ENTRIES SUPPLIED:
----
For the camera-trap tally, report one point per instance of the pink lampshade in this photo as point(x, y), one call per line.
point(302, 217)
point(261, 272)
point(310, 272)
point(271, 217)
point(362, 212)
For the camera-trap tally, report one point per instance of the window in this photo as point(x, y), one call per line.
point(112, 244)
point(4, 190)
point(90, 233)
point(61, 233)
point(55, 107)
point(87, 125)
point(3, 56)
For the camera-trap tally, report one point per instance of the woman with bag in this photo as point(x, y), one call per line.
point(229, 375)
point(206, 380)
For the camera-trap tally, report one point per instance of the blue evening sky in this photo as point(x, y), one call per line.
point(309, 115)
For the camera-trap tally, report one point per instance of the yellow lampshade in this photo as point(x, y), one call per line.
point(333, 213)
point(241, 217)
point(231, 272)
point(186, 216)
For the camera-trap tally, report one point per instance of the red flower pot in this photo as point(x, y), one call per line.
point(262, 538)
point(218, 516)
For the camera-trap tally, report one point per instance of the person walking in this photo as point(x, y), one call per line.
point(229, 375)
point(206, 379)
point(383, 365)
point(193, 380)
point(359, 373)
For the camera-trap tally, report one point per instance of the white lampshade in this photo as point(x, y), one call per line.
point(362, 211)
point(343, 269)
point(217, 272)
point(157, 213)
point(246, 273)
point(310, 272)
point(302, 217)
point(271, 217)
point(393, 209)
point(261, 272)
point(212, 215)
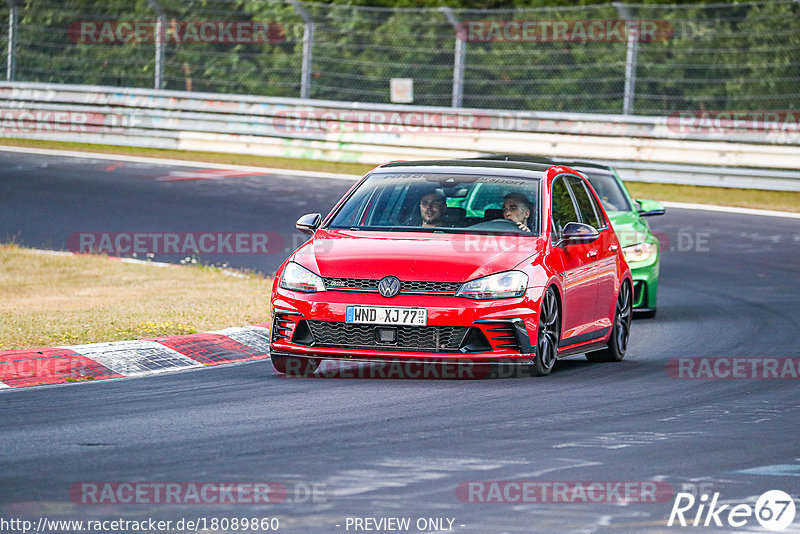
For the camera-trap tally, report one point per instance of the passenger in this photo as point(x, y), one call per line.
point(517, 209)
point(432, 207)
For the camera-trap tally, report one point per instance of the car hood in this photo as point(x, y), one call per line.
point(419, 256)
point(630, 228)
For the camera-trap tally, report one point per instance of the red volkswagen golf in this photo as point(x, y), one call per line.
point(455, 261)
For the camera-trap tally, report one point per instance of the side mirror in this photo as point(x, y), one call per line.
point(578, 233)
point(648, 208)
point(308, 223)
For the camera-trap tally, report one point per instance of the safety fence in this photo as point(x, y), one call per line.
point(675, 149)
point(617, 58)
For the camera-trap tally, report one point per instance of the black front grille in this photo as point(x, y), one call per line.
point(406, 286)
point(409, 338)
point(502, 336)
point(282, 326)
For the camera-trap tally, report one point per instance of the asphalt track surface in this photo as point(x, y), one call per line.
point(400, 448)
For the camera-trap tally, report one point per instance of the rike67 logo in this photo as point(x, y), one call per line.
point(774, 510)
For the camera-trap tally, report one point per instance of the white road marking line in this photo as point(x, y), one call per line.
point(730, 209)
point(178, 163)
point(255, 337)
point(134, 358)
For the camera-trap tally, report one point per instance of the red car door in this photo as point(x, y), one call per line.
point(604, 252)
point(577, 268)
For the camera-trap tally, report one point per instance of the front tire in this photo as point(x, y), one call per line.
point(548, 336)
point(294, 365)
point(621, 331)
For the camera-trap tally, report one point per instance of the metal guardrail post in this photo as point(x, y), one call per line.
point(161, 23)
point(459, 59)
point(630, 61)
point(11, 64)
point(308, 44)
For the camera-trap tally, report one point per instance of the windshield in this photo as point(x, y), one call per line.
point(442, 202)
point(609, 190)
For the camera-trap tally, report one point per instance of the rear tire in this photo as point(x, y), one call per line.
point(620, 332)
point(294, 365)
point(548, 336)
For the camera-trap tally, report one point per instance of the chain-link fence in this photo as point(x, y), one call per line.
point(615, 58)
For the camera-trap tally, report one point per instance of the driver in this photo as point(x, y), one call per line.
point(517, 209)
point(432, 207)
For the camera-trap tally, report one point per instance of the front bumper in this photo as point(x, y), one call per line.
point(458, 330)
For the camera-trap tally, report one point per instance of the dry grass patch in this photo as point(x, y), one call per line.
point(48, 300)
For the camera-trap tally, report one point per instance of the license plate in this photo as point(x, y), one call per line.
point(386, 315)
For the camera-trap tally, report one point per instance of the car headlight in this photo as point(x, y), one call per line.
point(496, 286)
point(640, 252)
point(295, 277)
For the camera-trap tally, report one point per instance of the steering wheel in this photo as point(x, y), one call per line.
----
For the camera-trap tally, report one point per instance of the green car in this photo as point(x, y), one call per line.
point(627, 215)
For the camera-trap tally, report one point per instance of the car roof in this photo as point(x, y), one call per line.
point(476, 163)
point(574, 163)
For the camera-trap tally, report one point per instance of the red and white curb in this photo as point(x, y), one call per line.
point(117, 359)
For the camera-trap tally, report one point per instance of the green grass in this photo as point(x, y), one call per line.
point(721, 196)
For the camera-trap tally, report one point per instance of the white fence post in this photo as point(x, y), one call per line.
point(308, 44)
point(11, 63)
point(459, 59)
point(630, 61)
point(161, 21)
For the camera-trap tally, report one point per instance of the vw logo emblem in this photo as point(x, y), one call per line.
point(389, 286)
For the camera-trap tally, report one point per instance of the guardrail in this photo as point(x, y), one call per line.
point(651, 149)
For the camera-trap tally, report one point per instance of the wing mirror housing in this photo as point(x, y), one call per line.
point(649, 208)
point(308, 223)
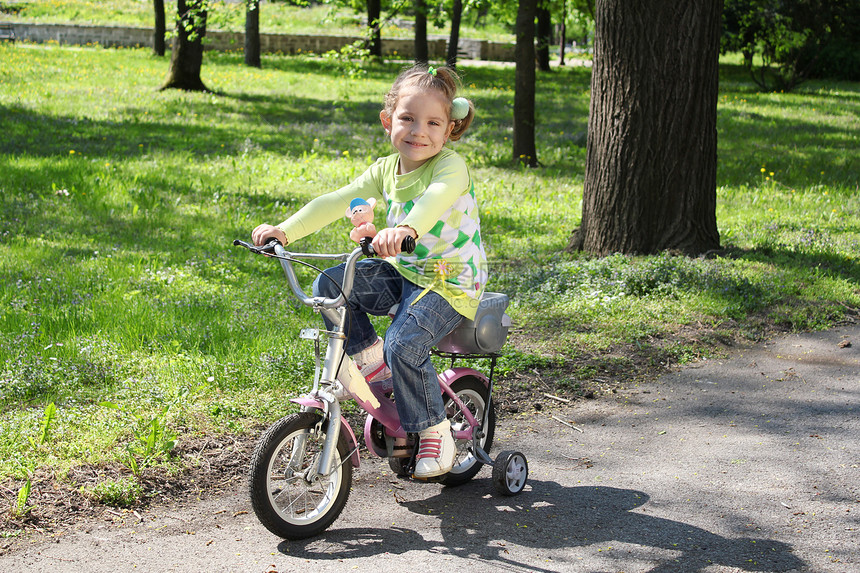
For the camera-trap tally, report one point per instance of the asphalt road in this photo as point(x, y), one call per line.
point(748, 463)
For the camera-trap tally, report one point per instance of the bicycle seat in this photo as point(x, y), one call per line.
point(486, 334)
----
EXERCISE TASK: Reproduce the material starting with the line with "the green car" and going on through the line with "point(389, 286)", renaming "fence post" to "fence stake" and leaving every other word unchanged.

OUTPUT OF THE TASK:
For the camera-trap tally, report one point per instance of the green car in this photo as point(x, y), one call per line.
point(627, 215)
For the camera-trap tally, report one point per instance of the car roof in this photo as point(x, y), one call per line.
point(476, 163)
point(574, 163)
For the camera-trap tally, report one point per instance of the red and white curb in this photo as point(x, y), one call per line.
point(117, 359)
For the camera-trap tally, report one point per instance of the green grass in this photo as point(x, y), one call per line.
point(721, 196)
For the camera-trap tally, report one point per instance of the white fence stake in this photo as point(x, y), one call per line.
point(308, 44)
point(11, 63)
point(459, 59)
point(630, 61)
point(161, 21)
For the camera-trap tally, report one point per instance of the vw logo emblem in this photo as point(x, y), one call per line.
point(389, 286)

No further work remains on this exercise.